▶ [YOUR TASKS]
1. Rewrite the paragraph in the passage on the Hauptman-Woodward Medical Research Institute that begins "In 1994, the Medical Foundation" more briefly, keeping its main facts.
2. According to the passage on the Hauptman-Woodward Medical Research Institute, in what year did Hauptman and Jerome Karle receive the Nobel prize in chemistry?
3. Pick up the passage on the Hauptman-Woodward Medical Research Institute from its last sentence and carry it on.

▶ [SELECTED TEXT]
An example of the basic research carried out includes studying disease processes at the molecular scale. For example, it was reported that a researcher at the Hauptman-Woodward Medical Research Institute had moved a step closer to a cure, and possibly the prevention, of the most common type of breast cancer.

In 1994, the Medical Foundation was renamed the Hauptman-Woodward Medical Research Institute. The name "Hauptman" comes from Herbert A. Hauptman, who pioneered mathematical techniques for determining atomic structure from X-ray diffraction. For this discovery, Hauptman and Jerome Karle were awarded the Nobel prize in chemistry in 1985.

Collected data entries
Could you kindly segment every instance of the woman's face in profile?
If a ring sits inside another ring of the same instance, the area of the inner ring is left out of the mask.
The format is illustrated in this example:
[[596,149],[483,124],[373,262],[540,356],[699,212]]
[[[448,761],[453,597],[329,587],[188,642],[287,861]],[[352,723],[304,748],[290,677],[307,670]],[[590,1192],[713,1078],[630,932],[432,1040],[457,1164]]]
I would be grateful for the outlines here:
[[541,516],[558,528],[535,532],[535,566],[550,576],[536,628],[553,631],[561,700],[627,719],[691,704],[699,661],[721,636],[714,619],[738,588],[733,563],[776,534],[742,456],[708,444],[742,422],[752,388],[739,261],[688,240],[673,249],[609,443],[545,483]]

...

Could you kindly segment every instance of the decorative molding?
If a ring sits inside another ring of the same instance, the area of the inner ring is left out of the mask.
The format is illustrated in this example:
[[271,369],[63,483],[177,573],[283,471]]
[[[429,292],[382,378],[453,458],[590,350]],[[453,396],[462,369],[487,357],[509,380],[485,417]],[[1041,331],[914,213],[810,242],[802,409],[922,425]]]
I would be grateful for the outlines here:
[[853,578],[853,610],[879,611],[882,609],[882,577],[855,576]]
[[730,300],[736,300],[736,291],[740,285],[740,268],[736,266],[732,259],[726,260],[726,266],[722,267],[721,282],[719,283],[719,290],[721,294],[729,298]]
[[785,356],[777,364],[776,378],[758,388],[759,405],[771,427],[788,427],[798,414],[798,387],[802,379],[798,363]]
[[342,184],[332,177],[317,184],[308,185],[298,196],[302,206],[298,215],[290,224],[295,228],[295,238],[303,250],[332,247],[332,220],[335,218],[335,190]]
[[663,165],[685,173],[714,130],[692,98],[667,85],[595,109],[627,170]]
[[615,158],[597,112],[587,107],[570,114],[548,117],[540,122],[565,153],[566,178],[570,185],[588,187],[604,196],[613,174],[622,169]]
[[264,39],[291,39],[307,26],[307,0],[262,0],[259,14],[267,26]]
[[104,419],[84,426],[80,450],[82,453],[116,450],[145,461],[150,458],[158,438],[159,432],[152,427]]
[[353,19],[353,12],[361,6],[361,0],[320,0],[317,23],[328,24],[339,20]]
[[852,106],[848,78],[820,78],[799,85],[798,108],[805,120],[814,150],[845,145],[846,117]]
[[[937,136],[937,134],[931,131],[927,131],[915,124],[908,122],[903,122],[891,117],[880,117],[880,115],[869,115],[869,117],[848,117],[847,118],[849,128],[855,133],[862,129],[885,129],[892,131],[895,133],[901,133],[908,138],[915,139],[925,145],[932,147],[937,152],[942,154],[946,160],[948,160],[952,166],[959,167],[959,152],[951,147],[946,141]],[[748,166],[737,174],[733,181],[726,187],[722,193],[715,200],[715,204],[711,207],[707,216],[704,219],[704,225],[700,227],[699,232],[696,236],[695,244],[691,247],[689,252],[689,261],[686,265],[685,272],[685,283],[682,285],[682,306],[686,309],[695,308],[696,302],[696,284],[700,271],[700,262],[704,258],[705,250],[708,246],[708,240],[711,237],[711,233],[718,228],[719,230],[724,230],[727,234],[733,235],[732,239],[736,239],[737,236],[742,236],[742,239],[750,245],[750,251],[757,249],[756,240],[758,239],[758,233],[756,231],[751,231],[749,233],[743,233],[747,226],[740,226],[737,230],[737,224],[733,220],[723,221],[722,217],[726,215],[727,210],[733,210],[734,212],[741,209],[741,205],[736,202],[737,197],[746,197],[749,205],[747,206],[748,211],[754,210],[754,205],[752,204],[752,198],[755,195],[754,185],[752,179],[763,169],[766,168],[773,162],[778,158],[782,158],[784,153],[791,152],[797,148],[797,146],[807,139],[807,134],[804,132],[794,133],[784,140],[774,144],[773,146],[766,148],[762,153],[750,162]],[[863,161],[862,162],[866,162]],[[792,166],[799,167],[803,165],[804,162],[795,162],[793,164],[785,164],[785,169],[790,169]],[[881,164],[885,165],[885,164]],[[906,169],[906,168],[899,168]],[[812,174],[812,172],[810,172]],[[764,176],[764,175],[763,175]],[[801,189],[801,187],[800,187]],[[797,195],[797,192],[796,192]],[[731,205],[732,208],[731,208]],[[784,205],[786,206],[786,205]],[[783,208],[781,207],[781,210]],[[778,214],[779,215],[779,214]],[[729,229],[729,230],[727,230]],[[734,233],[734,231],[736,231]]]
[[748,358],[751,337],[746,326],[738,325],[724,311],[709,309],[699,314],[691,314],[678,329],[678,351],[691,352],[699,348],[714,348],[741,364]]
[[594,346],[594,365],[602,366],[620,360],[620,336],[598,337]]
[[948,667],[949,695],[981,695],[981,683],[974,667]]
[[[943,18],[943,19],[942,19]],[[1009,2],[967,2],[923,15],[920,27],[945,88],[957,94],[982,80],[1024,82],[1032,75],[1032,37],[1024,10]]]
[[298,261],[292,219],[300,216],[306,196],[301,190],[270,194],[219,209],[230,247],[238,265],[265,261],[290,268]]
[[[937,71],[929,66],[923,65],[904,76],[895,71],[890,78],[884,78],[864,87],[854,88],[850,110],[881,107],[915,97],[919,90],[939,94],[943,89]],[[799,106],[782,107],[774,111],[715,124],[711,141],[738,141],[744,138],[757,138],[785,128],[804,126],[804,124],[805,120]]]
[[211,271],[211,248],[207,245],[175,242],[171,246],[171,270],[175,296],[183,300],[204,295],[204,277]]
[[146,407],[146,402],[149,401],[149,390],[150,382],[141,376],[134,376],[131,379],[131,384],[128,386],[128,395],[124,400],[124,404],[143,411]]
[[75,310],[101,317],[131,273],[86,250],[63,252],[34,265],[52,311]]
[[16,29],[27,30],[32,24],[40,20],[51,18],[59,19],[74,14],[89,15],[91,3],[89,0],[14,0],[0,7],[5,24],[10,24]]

==

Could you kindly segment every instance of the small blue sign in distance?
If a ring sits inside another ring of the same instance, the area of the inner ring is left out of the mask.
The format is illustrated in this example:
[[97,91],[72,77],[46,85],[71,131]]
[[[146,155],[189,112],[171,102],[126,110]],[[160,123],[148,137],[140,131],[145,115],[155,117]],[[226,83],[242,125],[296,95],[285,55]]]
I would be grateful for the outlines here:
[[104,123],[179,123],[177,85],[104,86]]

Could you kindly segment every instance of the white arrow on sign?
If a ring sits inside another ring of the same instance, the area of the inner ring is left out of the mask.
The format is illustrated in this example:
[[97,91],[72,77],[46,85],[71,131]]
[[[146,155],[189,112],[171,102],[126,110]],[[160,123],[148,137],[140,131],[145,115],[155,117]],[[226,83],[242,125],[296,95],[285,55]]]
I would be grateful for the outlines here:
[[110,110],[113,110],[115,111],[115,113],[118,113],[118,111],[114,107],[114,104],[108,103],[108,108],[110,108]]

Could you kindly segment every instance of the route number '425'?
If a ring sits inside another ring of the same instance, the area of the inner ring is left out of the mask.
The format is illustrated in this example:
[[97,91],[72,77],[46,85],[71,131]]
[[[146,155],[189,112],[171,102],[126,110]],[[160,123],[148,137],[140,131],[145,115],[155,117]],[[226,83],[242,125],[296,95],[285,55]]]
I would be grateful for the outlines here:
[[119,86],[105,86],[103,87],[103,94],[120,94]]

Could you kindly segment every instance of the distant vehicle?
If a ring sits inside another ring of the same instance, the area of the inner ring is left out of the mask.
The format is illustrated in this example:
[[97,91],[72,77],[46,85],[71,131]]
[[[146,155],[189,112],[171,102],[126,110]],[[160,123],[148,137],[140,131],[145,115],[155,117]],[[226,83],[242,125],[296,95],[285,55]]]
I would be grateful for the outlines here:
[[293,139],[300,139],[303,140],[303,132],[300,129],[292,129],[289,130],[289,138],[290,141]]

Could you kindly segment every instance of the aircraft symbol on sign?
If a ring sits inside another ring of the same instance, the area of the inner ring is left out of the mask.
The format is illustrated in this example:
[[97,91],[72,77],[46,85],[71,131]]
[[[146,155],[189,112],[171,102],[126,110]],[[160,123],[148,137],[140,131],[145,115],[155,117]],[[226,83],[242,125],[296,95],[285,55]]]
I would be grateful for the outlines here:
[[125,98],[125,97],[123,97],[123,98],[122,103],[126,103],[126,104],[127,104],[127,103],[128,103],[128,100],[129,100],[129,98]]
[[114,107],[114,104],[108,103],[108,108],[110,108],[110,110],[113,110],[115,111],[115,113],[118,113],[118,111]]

▶ [ANSWERS TO EACH TASK]
1. In 1994 the Medical Foundation became the Hauptman-Woodward Medical Research Institute. It was named for Herbert A. Hauptman, who pioneered mathematical techniques for determining atomic structure from X-ray diffraction and shared the 1985 Nobel prize in chemistry with Jerome Karle for this discovery.

2. 1985

3.
In 1999, the Institute received a three-year $1.5 million challenge grant from the John R. Oishei Foundation along with a $750,000 award from the Margaret L. Wendt Foundation that established a Structural Biology Center at HWI. All aspects of structural research from isolating the gene that codes for a protein of interest to applying the latest crystallographic methods are now possible here. Through this Center, HWI scientists were able to create new and improved crystal growth methods including the development of a novel and patented high-throughput robotic crystallization technique for expediting and optimizing the crystallization process.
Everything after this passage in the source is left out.